=== Reading text ===
German banker and politician (1803–1890)

Gottfried Ludolf Camphausen (10 January 1803 – 3 December 1890) was a Rhenish banker and politician who served as a Prime Minister of Prussia.

== Life ==
During the Revolutions of 1848 in Germany, Ludolf Camphausen stepped suddenly from his banker's desk at Cologne to the presidential chair of the Ministry of State at Berlin, being called by King Frederick William IV of Prussia to succeed Count Arnim-Boitzenburg as prime minister, on 29 March. Ludolf availed himself largely of his younger brother's (Otto) proven business talents, and the two might have succeeded had they not to encounter the insincerity of the monarch on the one side, and the distrust of the Radical and Progressist majority of the Assembly on the other side.

Both Ludolf and Otto Camphausen were moderate Liberals – too Liberal to suit the views of the king and of the reactionary feudalist clique around him, and too Conservative for the impatience of the men
of progress. Less than three months sufficed to convince Ludolf Camphausen of this fact, and already on 20 June he tendered his resignation to the king.

One month later Camphausen was sent as Prussian representative to the Frankfurt Parliament. Here he remained until April 1849, when he finally resigned, and went back to his banking business at Cologne, thoroughly disenchanted of the alluring illusions of power and office.

=== The problem ===
According to the Ludolf Camphausen text, on what date did he tender his resignation to the king? The lines that follow are separate material and have no connection to the text on Ludolf Camphausen.

=== Listed records ===
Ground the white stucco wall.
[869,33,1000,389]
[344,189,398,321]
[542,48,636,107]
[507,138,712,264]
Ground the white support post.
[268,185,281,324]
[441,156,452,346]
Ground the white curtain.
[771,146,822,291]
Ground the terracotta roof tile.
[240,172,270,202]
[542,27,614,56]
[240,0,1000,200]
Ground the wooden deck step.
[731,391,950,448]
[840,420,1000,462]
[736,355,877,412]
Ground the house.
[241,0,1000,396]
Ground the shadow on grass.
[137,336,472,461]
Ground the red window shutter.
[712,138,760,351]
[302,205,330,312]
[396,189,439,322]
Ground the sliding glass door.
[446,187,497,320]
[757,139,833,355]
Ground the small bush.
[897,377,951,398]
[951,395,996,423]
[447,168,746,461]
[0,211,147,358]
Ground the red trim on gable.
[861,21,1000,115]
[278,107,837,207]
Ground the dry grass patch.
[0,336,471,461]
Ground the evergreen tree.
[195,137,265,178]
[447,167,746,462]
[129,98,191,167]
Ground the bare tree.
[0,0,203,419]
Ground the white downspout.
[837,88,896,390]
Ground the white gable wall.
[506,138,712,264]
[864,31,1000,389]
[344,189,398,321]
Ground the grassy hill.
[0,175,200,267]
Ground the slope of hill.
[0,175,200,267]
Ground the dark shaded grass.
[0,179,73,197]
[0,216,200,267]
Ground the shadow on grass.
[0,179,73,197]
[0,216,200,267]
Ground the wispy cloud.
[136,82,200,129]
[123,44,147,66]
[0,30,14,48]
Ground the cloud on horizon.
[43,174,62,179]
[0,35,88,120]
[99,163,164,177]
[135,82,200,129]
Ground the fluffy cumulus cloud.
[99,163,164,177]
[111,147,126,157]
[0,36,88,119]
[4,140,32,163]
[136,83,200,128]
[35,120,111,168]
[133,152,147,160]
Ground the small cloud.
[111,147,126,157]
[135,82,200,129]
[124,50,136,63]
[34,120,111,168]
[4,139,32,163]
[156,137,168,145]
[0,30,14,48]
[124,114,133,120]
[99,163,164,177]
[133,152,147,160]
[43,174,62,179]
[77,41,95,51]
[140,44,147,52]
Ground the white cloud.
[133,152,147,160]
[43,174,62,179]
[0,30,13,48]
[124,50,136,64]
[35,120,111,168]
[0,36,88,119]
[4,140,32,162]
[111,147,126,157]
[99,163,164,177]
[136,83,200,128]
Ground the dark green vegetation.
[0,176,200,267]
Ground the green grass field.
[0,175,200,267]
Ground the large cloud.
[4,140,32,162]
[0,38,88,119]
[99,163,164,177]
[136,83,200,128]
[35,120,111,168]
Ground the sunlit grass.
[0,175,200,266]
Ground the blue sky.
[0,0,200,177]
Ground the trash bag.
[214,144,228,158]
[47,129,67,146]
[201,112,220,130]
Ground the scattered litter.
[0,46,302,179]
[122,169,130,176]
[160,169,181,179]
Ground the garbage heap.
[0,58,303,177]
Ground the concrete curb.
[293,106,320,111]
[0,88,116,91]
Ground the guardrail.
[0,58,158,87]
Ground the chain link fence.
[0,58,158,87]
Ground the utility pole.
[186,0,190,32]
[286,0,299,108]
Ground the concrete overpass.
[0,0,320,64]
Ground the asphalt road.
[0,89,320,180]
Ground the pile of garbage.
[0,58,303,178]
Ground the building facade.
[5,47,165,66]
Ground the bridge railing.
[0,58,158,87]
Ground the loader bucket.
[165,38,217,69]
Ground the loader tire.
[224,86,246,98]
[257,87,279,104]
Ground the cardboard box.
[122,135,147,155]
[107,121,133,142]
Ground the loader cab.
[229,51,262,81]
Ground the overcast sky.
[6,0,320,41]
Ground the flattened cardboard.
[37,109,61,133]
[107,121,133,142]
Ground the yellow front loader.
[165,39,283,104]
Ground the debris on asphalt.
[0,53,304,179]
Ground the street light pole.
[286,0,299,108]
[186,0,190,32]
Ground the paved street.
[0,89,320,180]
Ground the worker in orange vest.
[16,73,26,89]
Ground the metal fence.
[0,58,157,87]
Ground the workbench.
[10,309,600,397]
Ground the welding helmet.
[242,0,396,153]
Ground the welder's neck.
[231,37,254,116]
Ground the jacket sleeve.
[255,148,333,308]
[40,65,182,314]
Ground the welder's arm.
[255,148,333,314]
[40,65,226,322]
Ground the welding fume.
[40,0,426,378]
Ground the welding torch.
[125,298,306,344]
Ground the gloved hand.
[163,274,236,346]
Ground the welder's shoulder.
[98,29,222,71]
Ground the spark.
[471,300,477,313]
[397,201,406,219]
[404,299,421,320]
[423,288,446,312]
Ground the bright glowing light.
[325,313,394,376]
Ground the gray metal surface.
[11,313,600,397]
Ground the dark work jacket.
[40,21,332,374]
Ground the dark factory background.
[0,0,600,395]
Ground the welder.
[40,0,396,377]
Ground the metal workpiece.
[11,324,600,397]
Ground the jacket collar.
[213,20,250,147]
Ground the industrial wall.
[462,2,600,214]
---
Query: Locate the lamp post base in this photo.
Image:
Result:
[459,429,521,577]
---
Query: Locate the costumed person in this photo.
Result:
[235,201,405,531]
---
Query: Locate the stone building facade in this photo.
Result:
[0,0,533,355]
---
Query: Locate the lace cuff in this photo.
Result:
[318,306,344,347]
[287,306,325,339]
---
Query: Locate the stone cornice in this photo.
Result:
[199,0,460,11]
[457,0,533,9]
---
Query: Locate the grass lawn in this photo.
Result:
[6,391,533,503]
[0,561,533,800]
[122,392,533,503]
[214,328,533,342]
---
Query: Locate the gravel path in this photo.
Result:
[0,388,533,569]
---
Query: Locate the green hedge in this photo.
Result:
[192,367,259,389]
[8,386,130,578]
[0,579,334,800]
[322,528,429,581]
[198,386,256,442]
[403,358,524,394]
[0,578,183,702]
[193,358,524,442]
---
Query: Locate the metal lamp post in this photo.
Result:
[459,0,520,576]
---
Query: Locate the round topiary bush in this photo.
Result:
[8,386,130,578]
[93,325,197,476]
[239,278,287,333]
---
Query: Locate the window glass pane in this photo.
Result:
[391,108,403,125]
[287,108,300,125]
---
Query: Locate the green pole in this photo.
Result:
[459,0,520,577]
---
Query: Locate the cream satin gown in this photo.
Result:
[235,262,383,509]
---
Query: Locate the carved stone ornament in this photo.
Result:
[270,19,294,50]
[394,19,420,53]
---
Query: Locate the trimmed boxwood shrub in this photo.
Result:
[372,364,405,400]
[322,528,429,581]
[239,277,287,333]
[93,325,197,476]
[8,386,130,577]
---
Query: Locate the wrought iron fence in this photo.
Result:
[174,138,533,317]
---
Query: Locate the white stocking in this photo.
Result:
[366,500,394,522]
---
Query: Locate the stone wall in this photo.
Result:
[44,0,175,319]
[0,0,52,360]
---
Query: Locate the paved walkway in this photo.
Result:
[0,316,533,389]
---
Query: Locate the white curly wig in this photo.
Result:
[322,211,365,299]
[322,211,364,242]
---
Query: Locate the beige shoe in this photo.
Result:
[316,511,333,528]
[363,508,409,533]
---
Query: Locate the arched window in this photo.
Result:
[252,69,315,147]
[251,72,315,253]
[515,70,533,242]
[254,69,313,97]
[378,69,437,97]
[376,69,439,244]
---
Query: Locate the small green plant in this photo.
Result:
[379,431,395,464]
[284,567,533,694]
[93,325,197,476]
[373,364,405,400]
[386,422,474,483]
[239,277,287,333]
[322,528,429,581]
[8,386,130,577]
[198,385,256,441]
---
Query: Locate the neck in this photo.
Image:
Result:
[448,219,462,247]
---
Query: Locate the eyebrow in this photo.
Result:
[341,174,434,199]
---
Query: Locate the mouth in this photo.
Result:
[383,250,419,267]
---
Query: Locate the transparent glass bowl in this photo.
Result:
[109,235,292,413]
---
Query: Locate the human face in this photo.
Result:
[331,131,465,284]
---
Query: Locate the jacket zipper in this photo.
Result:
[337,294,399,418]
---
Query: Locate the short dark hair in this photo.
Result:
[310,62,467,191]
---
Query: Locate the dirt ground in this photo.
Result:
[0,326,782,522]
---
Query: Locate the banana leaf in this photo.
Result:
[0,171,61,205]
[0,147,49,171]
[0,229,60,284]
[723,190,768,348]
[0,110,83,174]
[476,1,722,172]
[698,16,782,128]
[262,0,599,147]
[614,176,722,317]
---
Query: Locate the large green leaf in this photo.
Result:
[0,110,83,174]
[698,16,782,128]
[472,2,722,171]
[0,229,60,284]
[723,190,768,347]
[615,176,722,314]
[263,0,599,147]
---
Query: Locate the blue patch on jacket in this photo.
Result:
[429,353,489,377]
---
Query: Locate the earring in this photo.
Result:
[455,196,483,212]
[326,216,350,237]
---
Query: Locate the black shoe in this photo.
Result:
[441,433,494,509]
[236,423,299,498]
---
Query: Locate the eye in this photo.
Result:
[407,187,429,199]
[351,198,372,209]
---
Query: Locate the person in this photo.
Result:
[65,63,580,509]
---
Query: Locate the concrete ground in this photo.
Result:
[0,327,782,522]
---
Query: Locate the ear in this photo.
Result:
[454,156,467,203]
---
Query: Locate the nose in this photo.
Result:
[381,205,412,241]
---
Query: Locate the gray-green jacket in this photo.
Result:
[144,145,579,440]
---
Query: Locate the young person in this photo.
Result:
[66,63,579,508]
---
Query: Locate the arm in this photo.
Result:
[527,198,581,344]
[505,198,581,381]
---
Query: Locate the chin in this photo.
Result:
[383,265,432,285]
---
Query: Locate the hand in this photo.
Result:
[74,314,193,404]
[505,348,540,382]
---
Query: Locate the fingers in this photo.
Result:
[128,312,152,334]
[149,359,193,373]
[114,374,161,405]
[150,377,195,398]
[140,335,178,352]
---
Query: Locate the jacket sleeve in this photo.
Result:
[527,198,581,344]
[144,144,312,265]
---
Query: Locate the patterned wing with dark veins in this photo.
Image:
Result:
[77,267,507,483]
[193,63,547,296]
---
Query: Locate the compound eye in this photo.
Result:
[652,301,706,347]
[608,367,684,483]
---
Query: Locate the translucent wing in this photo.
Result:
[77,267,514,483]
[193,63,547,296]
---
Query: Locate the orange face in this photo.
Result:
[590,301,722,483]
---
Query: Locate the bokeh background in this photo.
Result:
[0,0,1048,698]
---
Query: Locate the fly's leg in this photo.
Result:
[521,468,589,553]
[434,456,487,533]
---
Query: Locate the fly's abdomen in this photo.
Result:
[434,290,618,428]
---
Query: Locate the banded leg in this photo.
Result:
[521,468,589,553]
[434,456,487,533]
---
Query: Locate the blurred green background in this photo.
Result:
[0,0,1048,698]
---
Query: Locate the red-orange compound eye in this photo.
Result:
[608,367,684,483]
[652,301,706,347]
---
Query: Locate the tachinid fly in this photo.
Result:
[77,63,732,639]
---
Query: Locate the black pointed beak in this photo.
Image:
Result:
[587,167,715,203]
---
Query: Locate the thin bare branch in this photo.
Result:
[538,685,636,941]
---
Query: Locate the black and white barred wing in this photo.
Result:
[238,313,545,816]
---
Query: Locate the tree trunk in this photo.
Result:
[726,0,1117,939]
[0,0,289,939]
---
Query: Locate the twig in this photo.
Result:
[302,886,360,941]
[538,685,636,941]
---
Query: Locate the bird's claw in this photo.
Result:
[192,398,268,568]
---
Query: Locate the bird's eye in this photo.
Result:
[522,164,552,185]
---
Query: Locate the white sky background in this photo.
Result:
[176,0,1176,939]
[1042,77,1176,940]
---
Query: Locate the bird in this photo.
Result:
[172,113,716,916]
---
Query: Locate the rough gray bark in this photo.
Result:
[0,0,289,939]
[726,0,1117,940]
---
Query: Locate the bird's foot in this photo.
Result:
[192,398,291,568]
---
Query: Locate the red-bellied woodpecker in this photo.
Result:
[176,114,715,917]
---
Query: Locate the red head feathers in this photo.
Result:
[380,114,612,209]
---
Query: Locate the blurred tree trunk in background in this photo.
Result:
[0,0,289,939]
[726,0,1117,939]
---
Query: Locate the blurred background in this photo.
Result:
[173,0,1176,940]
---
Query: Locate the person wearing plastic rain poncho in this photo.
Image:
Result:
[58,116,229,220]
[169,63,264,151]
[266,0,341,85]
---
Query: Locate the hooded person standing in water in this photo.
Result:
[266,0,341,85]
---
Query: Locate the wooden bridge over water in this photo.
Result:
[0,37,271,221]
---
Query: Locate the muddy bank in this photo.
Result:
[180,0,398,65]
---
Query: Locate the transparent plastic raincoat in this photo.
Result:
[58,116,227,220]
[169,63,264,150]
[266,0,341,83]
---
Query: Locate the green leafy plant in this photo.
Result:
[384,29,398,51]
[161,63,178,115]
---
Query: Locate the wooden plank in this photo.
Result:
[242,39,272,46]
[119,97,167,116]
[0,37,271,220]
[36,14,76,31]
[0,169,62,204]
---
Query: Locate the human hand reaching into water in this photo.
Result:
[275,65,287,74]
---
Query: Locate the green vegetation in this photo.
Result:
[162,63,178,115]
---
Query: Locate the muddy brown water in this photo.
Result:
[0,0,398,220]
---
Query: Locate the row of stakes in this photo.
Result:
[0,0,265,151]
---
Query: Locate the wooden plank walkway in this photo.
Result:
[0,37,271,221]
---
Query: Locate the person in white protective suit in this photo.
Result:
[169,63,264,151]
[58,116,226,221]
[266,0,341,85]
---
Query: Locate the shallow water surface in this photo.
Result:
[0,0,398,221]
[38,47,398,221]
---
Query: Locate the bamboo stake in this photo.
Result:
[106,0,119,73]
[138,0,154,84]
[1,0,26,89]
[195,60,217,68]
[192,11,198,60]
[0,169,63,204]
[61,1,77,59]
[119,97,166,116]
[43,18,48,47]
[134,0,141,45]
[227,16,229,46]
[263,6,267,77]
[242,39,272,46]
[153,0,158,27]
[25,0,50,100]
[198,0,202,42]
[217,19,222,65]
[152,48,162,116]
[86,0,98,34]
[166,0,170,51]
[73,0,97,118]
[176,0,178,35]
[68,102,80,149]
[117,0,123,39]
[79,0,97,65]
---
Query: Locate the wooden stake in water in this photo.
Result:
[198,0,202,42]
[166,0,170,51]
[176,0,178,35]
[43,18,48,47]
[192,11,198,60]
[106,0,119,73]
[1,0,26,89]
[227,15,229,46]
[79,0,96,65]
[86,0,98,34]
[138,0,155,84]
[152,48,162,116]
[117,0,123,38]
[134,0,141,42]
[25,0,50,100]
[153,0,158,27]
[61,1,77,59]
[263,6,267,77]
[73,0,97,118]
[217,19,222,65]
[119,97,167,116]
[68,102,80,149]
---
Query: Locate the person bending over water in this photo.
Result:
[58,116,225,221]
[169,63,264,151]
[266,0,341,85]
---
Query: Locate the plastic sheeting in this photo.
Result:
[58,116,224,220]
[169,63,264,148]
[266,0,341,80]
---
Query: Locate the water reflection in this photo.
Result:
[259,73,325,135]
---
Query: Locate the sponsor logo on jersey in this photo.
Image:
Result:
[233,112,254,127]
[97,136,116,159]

=== Result for this exercise ===
He tendered his resignation on 20 June.